EXERCISE DESCRIPTION: Render every line of the data below as a JSON list of strings, one string per line, with blank lines dropped and the pictures left out.

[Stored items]
--- Begin ---
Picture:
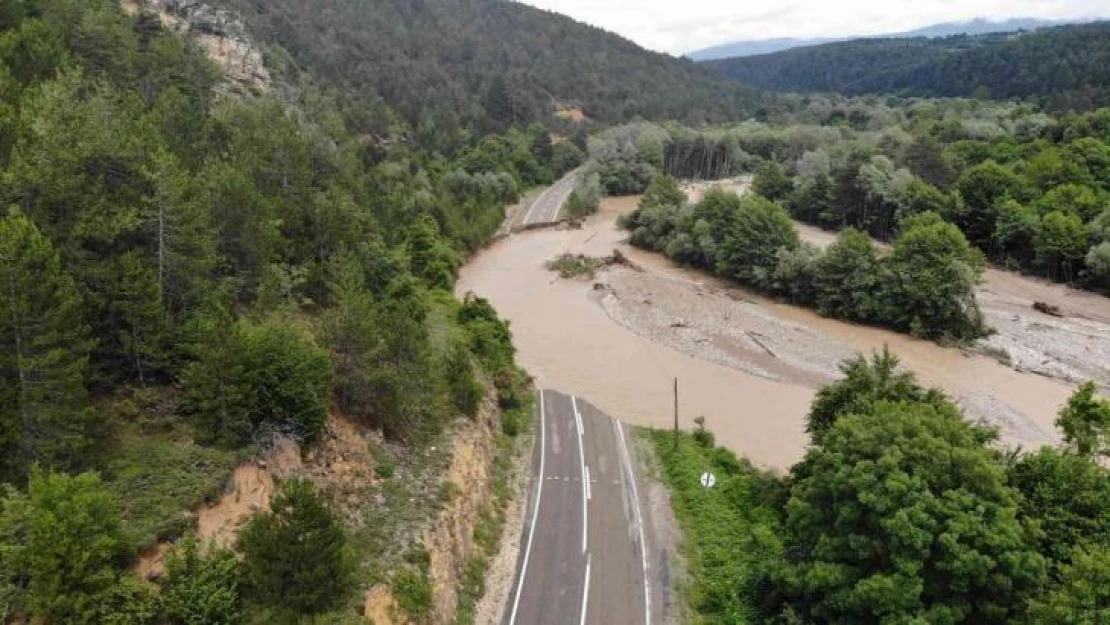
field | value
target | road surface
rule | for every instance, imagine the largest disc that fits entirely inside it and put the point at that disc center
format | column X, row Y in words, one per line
--- End ---
RESULT:
[
  "Picture:",
  "field | value",
  "target | road surface",
  "rule | for every instance, imagine the largest disc that fits entirely inside it and put the point at that disc center",
  "format | column X, row Y in words, one per line"
]